> **Required task**
Find every line in the items below that contains the word "sunlit", and copy each of those lines.

** begin Material provided **

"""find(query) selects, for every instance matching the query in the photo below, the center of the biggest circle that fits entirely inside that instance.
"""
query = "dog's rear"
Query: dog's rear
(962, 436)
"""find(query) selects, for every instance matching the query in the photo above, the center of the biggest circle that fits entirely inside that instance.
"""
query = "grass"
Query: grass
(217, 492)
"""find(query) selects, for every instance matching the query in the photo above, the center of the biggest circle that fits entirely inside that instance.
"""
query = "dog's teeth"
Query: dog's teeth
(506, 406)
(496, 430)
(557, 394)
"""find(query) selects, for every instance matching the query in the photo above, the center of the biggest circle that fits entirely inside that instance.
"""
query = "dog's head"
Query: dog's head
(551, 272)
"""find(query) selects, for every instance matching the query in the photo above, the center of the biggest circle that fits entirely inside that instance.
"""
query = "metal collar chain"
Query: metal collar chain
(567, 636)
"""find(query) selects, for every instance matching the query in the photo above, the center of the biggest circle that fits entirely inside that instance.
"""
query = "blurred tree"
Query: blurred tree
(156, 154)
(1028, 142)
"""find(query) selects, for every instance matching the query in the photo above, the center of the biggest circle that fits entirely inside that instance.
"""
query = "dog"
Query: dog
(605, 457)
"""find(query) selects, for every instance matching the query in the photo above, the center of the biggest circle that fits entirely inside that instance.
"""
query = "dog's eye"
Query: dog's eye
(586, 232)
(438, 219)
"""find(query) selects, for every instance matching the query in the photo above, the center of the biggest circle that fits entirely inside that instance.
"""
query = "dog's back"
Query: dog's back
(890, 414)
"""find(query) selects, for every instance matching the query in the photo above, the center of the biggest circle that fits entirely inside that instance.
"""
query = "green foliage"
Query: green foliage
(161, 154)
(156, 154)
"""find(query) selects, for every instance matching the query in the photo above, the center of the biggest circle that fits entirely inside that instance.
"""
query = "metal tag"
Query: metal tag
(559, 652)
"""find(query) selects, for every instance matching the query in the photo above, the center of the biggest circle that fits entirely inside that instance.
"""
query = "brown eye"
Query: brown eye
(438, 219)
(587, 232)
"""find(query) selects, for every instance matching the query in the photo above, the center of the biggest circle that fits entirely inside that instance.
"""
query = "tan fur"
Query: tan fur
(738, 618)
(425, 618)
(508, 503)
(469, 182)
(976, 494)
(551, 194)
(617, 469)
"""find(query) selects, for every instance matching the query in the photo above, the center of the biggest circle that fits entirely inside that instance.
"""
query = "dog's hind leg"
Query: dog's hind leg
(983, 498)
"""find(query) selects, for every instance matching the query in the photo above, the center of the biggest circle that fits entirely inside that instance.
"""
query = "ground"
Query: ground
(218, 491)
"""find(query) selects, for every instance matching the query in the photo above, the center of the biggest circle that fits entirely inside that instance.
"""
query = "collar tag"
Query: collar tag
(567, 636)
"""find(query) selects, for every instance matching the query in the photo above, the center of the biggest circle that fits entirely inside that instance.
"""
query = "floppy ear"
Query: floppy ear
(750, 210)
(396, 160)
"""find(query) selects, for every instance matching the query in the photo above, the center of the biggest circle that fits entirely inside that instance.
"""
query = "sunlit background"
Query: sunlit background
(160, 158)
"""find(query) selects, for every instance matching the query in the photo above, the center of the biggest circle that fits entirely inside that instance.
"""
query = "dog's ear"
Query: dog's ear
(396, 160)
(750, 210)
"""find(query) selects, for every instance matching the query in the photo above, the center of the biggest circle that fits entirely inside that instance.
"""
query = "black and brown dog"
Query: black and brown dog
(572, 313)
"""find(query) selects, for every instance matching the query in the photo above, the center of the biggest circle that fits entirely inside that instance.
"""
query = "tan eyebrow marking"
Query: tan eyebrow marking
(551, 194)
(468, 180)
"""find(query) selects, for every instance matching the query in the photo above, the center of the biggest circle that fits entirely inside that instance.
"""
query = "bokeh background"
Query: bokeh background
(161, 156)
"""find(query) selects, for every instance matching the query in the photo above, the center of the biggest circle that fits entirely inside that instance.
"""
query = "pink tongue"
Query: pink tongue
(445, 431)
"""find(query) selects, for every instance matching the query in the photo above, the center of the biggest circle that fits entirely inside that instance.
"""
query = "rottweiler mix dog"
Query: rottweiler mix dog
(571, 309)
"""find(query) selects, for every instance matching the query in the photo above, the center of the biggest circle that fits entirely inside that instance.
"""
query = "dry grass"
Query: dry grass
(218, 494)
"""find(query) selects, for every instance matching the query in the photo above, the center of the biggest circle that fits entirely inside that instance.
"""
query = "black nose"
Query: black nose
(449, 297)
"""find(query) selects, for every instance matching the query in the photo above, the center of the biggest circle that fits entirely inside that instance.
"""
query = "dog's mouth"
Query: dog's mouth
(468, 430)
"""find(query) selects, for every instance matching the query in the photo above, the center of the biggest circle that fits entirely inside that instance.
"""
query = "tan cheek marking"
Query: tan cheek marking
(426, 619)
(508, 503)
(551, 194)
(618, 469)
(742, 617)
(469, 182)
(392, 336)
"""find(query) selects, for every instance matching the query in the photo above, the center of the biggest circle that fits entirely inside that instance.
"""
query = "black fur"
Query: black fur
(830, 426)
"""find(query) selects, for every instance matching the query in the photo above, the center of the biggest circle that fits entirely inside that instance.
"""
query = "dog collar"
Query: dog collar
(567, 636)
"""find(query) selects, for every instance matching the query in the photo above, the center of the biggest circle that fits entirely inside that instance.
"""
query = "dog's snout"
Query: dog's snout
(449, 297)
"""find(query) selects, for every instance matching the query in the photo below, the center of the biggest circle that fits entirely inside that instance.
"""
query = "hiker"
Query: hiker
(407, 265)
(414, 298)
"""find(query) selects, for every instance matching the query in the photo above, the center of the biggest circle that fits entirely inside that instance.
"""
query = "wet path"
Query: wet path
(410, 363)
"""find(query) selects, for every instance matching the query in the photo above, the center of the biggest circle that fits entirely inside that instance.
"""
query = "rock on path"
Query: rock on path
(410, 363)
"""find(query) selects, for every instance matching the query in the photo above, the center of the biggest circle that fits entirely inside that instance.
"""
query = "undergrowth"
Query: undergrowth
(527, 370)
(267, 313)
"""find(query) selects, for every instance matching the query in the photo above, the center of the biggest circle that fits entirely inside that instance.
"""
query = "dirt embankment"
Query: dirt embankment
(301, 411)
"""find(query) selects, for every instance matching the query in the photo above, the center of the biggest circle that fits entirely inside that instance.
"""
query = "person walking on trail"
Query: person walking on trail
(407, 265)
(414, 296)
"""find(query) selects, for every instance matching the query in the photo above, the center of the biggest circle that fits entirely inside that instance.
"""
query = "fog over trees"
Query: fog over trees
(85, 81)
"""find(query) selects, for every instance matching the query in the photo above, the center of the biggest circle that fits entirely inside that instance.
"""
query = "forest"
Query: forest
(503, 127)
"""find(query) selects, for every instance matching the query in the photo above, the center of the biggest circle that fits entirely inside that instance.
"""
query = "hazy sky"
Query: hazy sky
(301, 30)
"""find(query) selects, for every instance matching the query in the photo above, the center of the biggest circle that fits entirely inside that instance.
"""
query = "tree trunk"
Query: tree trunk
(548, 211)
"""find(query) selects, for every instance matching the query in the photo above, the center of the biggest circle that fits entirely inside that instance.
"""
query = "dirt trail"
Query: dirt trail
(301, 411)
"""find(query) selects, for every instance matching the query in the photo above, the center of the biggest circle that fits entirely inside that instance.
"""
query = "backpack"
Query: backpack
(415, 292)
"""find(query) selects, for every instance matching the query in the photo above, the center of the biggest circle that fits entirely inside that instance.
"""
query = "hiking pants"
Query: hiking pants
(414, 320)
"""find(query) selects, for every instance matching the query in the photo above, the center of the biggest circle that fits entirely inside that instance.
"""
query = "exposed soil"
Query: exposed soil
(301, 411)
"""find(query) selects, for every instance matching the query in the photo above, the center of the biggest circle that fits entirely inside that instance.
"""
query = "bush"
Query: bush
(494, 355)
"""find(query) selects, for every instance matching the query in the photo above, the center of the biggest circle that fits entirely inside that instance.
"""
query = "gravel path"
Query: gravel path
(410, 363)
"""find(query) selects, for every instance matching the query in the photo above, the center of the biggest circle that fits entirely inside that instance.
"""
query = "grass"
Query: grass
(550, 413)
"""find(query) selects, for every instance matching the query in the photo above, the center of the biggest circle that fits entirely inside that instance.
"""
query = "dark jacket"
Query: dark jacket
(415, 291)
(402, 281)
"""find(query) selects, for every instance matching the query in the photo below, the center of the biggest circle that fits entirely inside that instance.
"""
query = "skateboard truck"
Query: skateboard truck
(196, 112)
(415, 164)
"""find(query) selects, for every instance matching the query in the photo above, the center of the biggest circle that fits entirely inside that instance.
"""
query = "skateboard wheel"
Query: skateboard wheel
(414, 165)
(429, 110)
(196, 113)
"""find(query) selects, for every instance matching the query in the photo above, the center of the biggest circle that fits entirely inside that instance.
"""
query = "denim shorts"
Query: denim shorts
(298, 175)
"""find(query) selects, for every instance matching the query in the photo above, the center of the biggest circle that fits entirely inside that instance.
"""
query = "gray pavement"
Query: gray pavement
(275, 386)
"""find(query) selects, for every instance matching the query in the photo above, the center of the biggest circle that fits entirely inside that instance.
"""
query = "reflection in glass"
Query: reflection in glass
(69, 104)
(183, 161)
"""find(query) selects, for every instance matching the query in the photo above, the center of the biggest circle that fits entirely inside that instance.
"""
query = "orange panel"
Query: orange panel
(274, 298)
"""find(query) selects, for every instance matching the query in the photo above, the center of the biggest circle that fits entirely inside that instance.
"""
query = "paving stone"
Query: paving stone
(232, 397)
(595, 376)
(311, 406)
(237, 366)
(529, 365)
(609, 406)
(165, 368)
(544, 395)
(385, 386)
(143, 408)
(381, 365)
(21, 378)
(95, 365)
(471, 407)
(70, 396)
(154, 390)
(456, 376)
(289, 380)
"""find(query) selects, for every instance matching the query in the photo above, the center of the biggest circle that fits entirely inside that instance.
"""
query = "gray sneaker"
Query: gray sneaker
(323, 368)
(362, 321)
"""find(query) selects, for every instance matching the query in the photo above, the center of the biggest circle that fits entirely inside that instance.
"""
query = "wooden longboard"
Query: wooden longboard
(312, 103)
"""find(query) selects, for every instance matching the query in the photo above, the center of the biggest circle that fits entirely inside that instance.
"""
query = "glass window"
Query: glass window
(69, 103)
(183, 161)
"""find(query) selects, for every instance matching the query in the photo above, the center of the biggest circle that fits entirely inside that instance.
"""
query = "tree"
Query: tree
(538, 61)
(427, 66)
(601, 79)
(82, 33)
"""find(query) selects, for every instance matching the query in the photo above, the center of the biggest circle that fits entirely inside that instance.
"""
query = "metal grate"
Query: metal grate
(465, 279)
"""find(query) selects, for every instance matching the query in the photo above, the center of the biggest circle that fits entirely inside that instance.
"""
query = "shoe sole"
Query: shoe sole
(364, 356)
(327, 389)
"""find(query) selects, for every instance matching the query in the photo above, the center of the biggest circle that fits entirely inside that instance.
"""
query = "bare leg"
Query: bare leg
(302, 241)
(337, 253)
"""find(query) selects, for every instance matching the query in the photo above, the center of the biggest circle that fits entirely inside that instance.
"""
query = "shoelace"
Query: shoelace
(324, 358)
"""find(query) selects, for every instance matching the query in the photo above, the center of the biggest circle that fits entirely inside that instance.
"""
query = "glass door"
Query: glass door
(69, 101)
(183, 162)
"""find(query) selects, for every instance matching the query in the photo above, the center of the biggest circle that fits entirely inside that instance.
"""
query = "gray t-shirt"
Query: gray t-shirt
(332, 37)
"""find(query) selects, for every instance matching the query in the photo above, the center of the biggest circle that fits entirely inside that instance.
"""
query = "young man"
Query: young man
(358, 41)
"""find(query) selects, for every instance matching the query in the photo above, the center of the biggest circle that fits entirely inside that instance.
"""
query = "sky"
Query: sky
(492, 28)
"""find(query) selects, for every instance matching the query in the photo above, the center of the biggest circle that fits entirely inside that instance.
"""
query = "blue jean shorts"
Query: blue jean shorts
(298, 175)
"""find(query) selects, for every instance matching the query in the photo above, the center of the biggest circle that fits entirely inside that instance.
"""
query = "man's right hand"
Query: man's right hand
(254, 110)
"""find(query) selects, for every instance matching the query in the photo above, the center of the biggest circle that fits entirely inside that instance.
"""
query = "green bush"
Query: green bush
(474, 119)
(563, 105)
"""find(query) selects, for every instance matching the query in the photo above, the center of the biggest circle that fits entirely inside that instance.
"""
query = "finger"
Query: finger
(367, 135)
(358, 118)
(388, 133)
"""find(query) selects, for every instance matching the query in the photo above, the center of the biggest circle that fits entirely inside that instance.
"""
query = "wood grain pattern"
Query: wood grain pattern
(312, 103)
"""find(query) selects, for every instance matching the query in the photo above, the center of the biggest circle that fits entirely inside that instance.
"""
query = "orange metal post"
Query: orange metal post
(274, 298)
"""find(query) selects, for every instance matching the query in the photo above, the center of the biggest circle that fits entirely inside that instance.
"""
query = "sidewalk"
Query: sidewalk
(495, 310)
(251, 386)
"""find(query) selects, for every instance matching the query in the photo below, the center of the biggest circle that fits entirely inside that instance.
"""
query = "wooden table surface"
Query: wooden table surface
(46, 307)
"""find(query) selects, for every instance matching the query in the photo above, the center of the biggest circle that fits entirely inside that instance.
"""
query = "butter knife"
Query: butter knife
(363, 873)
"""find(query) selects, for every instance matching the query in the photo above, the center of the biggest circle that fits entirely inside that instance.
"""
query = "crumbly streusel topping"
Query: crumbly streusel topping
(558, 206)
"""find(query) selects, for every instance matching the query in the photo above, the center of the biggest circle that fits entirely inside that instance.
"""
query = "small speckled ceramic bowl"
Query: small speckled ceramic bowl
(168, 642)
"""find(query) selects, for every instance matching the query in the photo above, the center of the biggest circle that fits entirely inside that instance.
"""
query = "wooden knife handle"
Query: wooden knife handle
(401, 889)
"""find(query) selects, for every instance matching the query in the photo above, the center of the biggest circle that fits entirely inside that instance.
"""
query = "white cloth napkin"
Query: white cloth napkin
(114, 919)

** end Material provided **

> **Solution for this problem**
query = "sunlit background"
Query: sunlit background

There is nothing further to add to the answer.